** Opening Task input block **

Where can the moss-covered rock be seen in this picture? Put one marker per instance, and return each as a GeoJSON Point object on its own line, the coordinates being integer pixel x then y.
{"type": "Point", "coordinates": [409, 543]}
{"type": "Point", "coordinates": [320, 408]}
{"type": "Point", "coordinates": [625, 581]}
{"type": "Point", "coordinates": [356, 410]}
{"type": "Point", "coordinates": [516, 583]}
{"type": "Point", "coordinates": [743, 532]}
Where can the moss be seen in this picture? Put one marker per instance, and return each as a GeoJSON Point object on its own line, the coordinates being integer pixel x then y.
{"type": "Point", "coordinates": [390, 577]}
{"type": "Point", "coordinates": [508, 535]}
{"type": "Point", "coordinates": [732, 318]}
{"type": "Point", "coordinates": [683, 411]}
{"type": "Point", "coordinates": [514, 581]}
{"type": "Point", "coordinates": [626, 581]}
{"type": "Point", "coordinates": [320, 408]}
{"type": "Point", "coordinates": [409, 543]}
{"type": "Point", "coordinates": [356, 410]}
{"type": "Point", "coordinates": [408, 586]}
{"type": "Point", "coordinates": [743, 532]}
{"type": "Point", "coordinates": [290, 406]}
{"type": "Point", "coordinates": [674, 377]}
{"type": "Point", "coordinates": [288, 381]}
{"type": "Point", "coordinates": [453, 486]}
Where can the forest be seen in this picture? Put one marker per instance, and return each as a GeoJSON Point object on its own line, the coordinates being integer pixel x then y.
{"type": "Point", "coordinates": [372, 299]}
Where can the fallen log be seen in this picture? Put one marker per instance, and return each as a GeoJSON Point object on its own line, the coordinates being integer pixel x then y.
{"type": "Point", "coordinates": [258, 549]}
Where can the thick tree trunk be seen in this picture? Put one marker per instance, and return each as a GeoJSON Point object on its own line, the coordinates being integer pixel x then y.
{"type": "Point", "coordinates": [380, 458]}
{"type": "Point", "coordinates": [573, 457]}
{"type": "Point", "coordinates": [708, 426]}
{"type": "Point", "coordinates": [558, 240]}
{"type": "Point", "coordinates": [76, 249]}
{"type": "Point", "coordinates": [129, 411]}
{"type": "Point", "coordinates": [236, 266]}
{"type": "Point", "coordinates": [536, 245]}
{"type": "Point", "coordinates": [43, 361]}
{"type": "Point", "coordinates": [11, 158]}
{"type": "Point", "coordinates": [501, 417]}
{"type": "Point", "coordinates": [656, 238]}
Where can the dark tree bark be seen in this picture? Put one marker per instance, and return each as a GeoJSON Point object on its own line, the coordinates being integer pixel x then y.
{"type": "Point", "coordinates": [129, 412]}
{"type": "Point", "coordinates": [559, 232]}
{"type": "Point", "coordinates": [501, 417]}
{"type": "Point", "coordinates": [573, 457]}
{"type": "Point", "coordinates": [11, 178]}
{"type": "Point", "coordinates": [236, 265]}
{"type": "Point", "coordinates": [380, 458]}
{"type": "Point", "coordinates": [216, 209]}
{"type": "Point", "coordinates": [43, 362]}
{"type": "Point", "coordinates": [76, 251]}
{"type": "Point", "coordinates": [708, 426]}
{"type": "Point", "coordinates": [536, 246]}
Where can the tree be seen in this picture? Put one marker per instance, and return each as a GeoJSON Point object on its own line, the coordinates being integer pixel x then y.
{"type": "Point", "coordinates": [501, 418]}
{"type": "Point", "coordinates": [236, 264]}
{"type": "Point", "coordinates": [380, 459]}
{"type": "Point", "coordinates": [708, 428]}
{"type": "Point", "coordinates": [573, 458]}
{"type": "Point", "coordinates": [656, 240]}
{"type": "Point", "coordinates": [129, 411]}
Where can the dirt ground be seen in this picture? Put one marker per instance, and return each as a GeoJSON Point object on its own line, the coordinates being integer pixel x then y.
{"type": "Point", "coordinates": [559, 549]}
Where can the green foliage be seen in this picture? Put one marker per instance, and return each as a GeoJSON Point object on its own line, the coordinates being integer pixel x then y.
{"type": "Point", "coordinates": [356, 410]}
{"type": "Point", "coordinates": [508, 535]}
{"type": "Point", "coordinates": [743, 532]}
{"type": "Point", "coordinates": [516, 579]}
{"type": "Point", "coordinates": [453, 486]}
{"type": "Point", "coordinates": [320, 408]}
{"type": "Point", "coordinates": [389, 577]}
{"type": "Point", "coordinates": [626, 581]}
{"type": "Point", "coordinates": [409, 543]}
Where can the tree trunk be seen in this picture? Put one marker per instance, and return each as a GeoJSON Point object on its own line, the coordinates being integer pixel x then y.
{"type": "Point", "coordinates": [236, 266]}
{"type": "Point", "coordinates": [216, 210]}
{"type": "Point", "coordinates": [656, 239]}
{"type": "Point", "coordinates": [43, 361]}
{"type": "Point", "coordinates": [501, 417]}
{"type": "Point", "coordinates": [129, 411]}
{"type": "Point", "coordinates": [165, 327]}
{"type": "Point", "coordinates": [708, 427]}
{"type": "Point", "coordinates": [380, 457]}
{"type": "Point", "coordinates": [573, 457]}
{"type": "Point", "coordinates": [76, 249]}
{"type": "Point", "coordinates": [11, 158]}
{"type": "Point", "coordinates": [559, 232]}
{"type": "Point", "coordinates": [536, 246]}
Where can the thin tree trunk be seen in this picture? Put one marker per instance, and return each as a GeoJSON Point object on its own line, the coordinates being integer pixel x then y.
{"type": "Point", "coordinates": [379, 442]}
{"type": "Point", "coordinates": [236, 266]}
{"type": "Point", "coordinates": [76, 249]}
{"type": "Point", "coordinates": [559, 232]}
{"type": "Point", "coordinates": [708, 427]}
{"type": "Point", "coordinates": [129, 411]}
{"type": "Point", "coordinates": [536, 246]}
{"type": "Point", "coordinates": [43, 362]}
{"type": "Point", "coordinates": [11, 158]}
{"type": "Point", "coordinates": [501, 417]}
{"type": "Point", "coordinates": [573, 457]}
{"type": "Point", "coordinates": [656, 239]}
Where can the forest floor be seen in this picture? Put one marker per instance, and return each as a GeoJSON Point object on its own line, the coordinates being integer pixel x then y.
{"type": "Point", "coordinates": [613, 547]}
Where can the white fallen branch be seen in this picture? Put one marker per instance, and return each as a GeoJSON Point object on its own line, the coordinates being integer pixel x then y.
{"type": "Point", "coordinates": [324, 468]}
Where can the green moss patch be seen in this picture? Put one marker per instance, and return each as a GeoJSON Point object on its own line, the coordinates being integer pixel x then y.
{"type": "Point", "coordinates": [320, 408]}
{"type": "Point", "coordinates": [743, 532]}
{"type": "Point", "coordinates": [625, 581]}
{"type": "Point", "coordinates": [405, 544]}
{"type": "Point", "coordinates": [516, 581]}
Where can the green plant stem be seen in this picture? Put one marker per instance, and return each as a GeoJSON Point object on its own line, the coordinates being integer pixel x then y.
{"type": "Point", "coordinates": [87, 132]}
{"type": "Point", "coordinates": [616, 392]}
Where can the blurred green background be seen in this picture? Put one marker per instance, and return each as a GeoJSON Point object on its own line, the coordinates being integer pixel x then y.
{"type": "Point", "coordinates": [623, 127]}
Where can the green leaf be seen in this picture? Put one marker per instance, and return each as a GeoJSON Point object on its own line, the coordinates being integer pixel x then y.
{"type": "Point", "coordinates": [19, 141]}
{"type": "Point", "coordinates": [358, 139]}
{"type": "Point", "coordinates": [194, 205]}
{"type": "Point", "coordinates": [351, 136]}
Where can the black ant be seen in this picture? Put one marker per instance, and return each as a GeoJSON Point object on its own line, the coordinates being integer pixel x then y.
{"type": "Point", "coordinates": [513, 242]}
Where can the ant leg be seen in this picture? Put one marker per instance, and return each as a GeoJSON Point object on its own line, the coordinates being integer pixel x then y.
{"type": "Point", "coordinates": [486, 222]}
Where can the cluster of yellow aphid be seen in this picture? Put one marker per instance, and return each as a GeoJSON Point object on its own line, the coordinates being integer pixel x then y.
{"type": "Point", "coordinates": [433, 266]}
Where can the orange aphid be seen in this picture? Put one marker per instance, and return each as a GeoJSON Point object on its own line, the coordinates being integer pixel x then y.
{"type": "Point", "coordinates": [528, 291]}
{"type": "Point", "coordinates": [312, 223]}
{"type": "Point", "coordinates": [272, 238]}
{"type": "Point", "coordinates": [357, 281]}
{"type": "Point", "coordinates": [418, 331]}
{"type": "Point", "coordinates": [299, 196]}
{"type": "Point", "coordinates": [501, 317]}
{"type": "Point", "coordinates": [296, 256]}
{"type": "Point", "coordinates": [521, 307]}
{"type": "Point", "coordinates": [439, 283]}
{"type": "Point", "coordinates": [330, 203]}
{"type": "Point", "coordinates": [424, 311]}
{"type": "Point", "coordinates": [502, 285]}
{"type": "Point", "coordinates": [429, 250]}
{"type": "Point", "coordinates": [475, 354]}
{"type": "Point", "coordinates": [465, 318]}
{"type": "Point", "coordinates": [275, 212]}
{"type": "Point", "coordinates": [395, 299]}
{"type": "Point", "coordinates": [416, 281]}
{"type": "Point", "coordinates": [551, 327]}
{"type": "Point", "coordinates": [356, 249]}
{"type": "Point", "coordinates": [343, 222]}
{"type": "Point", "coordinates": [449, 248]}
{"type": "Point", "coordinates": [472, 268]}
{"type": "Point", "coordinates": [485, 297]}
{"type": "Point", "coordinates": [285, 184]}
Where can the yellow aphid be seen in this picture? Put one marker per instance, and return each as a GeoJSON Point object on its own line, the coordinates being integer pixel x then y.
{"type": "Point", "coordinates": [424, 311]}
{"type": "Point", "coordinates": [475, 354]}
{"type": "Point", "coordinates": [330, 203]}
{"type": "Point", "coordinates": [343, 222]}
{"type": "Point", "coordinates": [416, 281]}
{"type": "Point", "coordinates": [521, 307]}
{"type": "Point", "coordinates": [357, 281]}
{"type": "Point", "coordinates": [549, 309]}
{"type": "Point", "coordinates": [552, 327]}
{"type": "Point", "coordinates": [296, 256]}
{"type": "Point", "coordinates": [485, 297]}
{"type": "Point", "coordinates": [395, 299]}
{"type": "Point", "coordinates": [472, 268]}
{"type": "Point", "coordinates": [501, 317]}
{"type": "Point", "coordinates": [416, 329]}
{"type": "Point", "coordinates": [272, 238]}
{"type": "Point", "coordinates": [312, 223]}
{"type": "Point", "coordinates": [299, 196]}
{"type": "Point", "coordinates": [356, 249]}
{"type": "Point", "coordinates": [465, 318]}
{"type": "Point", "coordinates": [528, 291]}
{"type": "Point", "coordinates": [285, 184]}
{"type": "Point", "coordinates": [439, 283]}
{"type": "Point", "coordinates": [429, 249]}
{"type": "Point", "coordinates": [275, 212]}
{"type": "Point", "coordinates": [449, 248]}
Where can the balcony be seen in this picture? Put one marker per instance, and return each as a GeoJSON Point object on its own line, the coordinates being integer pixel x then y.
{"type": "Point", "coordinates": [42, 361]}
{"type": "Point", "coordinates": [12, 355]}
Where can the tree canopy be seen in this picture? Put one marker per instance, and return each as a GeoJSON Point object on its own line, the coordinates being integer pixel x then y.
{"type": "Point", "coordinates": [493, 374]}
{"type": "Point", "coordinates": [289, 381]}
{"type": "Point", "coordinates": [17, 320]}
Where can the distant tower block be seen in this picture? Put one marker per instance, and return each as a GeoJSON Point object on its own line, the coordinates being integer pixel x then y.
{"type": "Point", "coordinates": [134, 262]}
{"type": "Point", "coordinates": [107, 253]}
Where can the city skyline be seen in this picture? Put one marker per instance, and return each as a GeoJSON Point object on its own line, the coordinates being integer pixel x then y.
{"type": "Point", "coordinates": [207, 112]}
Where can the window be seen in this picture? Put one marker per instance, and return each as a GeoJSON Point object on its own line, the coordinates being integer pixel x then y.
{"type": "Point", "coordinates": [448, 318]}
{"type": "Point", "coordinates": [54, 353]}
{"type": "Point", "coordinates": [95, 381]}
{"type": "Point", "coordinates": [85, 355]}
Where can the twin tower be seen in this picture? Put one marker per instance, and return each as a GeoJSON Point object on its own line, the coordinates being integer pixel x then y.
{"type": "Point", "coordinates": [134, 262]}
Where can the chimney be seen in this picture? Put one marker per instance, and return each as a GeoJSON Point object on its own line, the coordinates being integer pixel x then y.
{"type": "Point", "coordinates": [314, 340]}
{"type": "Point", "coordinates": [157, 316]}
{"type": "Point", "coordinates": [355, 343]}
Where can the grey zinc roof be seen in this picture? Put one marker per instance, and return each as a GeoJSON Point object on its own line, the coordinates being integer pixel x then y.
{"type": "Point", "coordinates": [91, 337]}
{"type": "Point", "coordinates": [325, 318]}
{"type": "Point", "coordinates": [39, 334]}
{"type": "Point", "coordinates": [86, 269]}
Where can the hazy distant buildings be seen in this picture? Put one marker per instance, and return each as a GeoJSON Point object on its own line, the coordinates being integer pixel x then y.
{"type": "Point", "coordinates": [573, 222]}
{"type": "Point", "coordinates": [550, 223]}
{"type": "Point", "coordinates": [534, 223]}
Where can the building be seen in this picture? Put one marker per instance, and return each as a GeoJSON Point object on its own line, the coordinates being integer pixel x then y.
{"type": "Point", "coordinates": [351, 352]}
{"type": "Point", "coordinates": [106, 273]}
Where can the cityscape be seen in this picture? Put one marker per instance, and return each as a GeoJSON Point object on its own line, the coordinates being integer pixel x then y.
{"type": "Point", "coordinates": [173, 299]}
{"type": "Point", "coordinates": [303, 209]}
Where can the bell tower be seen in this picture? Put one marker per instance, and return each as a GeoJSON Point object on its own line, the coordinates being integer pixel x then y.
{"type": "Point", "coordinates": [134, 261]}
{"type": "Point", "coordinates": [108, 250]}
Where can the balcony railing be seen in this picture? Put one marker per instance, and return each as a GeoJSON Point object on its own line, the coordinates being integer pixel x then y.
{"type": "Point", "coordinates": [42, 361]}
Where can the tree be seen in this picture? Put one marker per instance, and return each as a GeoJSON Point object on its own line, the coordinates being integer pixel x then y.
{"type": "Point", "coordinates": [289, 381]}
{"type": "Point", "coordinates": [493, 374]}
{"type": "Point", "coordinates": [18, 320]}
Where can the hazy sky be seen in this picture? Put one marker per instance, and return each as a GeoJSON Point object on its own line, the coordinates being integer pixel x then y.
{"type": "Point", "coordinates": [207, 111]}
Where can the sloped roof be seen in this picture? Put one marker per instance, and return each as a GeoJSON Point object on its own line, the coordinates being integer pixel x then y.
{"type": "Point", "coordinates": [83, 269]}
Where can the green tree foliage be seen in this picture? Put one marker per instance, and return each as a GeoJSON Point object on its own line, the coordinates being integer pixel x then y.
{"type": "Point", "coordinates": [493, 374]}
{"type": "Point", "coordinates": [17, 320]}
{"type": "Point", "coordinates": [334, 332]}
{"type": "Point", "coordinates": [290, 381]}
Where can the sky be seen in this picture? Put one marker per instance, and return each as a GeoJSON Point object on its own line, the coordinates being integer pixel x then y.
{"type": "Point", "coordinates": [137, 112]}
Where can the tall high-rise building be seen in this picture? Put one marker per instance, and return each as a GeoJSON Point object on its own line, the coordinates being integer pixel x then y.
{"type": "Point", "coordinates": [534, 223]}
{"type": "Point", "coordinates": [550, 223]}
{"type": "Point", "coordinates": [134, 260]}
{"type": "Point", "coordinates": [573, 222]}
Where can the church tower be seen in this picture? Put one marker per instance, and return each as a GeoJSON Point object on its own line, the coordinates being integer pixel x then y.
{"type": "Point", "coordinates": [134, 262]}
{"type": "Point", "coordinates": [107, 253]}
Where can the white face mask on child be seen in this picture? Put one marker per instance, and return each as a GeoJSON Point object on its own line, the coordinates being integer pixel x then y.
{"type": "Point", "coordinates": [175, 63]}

** Closing Task input block **

The line with "Where can the green tree", the last line of the data above, and every line between them should be duplicated exactly, with nothing else.

» Exercise answer:
Where can the green tree foliage be seen in this picture? Put one marker per instance, and return each as a GeoJSON Point object on its own line, the coordinates being integer pixel x then y.
{"type": "Point", "coordinates": [493, 374]}
{"type": "Point", "coordinates": [17, 320]}
{"type": "Point", "coordinates": [334, 332]}
{"type": "Point", "coordinates": [290, 381]}
Where can the sky be seen in this picture? Put one marker per instance, and return each as a GeoJSON Point object on its own line, the coordinates being integer pixel x then y.
{"type": "Point", "coordinates": [137, 112]}
Where can the tall high-rise building be seen in this picture? Put one marker per instance, and return each as a GeoJSON Point object on its own line, the coordinates being integer pixel x then y.
{"type": "Point", "coordinates": [534, 223]}
{"type": "Point", "coordinates": [550, 223]}
{"type": "Point", "coordinates": [134, 260]}
{"type": "Point", "coordinates": [573, 222]}
Where can the church tower be seen in this picture? Put one marker per instance, and return each as a GeoJSON Point object on its own line, the coordinates being integer pixel x then y.
{"type": "Point", "coordinates": [134, 262]}
{"type": "Point", "coordinates": [107, 253]}
Where can the white face mask on child be seen in this picture? Put one marker per instance, and return each as a GeoJSON Point object on its own line, the coordinates being integer pixel x then y.
{"type": "Point", "coordinates": [175, 63]}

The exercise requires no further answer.